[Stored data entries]
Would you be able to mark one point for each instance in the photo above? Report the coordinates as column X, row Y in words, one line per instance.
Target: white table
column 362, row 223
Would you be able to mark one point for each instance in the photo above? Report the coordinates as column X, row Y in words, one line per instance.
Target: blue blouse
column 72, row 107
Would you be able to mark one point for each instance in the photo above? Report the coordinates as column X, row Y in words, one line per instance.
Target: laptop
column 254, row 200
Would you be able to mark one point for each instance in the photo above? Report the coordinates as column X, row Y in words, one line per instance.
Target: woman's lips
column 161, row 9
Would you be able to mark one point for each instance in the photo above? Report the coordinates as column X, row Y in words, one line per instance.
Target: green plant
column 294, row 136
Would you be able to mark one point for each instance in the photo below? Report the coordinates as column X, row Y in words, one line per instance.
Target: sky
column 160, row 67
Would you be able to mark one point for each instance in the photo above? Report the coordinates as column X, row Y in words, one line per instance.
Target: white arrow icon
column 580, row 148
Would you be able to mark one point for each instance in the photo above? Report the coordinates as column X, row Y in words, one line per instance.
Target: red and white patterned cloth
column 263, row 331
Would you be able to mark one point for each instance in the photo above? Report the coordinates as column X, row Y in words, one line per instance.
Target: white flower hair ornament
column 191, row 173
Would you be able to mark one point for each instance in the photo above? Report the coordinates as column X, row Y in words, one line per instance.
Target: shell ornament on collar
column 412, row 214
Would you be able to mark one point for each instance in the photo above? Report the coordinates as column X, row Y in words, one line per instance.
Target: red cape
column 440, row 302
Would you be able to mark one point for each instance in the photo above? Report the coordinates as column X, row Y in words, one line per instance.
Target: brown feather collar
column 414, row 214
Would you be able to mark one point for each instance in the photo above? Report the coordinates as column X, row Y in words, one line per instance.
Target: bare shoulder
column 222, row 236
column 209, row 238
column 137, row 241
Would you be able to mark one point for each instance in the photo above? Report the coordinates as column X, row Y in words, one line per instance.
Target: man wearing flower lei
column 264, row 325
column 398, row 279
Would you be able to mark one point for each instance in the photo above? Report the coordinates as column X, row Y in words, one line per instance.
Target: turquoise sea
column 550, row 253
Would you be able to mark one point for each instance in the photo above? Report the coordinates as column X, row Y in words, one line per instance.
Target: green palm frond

**EXERCISE OBJECTIVE**
From the first line to the last, return the data exactly as written.

**RESULT FOR THIS EXERCISE**
Would you be able to mark one point for each instance in the photo above? Report the coordinates as column X, row Y in words, one line per instance.
Target: white table
column 362, row 223
Would you be able to mark one point for each instance in the photo above? Report the coordinates as column X, row Y in words, one line per instance.
Target: blue blouse
column 72, row 107
Would you be able to mark one point for each instance in the photo above? Report the coordinates as column X, row Y in words, one line per instance.
Target: laptop
column 254, row 200
Would you be able to mark one point for each instance in the photo above? Report the coordinates as column X, row Y in words, one line per instance.
Target: woman's lips
column 161, row 9
Would you be able to mark one point for each instance in the photo above? Report the coordinates as column X, row Y in words, one line per instance.
Target: green plant
column 294, row 136
Would you be able to mark one point for each instance in the photo below? Report the coordinates as column X, row Y in words, one line per instance.
Target: sky
column 160, row 67
Would you be able to mark one point for each instance in the photo above? Report the coordinates as column X, row Y in words, one line per instance.
Target: white arrow icon
column 580, row 148
Would you be able to mark one point for each instance in the photo above? Report the coordinates as column X, row Y in words, one line per instance.
Target: red and white patterned cloth
column 263, row 331
Would you be able to mark one point for each instance in the photo above? Report the coordinates as column X, row Y in words, one line per instance.
Target: white flower hair ornament
column 191, row 173
Would you be able to mark one point for each instance in the photo above? Report the coordinates as column X, row Y in words, one line per instance.
Target: shell ornament on collar
column 412, row 214
Would you be able to mark one point for each instance in the photo above? Report the coordinates as column X, row Y in words, one line per instance.
Target: red cape
column 440, row 302
Would you be able to mark one point for each instance in the photo above? Report the coordinates as column X, row Y in words, one line per instance.
Target: brown feather collar
column 414, row 214
Would you be able to mark one point for each instance in the photo above? Report the coordinates as column X, row Y in words, one line per instance.
Target: bare shoulder
column 222, row 236
column 209, row 238
column 137, row 241
Would you be able to mark one point for each instance in the photo above? Report the coordinates as column X, row Y in words, one line per instance.
Target: man wearing flower lei
column 264, row 325
column 398, row 279
Would you be able to mark one point for each instance in the photo above? Report the coordinates as column X, row Y in words, one line per instance.
Target: turquoise sea
column 550, row 253
Would you be able to mark one point for each instance in the photo above? Report the coordinates as column X, row Y in words, one line per instance.
Target: green palm frond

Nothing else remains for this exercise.